Extracted records>
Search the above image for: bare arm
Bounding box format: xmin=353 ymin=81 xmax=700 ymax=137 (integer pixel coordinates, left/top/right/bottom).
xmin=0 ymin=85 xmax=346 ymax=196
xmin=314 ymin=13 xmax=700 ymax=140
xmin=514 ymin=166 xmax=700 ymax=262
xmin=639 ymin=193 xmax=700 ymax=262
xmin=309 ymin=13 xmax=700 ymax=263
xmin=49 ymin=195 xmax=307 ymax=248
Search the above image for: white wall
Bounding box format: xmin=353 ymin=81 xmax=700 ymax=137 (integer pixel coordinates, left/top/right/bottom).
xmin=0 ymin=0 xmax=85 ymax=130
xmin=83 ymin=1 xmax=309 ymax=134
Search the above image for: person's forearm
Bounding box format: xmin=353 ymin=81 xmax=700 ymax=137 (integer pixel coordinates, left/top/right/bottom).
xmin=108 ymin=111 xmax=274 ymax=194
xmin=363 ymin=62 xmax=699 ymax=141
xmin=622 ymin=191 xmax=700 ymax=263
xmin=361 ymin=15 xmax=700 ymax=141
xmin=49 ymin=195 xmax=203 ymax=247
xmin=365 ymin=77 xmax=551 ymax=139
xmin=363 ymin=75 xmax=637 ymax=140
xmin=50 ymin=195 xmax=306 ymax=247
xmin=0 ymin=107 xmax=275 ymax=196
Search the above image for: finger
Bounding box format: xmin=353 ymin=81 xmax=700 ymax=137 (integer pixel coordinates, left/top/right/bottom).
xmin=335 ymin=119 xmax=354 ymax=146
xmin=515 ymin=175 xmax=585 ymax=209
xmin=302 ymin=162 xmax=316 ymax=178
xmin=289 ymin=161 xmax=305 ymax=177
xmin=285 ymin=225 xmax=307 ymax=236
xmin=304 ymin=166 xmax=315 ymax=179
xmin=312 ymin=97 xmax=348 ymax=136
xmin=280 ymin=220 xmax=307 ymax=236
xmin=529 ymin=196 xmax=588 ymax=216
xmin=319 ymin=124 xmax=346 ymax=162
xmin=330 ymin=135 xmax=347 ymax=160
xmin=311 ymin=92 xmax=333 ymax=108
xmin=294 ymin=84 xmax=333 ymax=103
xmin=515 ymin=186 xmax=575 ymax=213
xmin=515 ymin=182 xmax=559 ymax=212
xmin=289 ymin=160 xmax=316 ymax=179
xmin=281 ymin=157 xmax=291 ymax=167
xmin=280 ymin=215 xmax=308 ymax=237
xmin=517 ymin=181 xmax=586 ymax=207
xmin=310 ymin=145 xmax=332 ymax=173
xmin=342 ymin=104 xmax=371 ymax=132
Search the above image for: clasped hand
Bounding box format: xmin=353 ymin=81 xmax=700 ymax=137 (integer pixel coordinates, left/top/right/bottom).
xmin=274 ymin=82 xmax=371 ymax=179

What this task involves> Output every record above in full, exactly as it reads.

Written response>
Search the above image for: bare arm
Bounding box format: xmin=353 ymin=81 xmax=700 ymax=137 (integer pixel coordinates, left/top/right/bottom).
xmin=0 ymin=85 xmax=346 ymax=196
xmin=314 ymin=13 xmax=700 ymax=140
xmin=514 ymin=166 xmax=700 ymax=262
xmin=639 ymin=193 xmax=700 ymax=262
xmin=309 ymin=13 xmax=700 ymax=263
xmin=49 ymin=195 xmax=307 ymax=248
Search the above image for: white wall
Bounding box format: xmin=353 ymin=81 xmax=700 ymax=137 (integer pixel coordinates, left/top/right/bottom).
xmin=0 ymin=0 xmax=85 ymax=130
xmin=83 ymin=1 xmax=309 ymax=134
Search the above image for: person's forearm
Bounding box format: xmin=353 ymin=81 xmax=700 ymax=137 (integer pixel coordinates, left/top/right/bottom).
xmin=108 ymin=111 xmax=274 ymax=194
xmin=363 ymin=62 xmax=699 ymax=141
xmin=622 ymin=191 xmax=700 ymax=263
xmin=361 ymin=15 xmax=700 ymax=141
xmin=49 ymin=195 xmax=203 ymax=247
xmin=365 ymin=77 xmax=551 ymax=139
xmin=363 ymin=75 xmax=637 ymax=140
xmin=50 ymin=195 xmax=306 ymax=247
xmin=0 ymin=107 xmax=275 ymax=196
Search the above image for: finger
Bounding box format: xmin=353 ymin=81 xmax=700 ymax=137 (integer pixel coordinates, left/top/right/bottom).
xmin=335 ymin=119 xmax=354 ymax=146
xmin=515 ymin=175 xmax=585 ymax=209
xmin=302 ymin=162 xmax=316 ymax=178
xmin=289 ymin=161 xmax=305 ymax=177
xmin=285 ymin=225 xmax=307 ymax=236
xmin=304 ymin=166 xmax=315 ymax=179
xmin=312 ymin=97 xmax=348 ymax=136
xmin=280 ymin=220 xmax=307 ymax=236
xmin=529 ymin=196 xmax=588 ymax=216
xmin=319 ymin=124 xmax=346 ymax=162
xmin=330 ymin=135 xmax=347 ymax=160
xmin=311 ymin=92 xmax=333 ymax=108
xmin=294 ymin=84 xmax=333 ymax=103
xmin=515 ymin=186 xmax=575 ymax=213
xmin=515 ymin=182 xmax=559 ymax=212
xmin=289 ymin=160 xmax=316 ymax=179
xmin=281 ymin=157 xmax=291 ymax=167
xmin=280 ymin=215 xmax=308 ymax=237
xmin=517 ymin=181 xmax=586 ymax=207
xmin=310 ymin=145 xmax=332 ymax=173
xmin=342 ymin=104 xmax=371 ymax=132
Search the above image for: clasped hand
Bounding box format: xmin=353 ymin=81 xmax=700 ymax=137 (integer pixel coordinates, left/top/right/bottom).
xmin=274 ymin=82 xmax=371 ymax=179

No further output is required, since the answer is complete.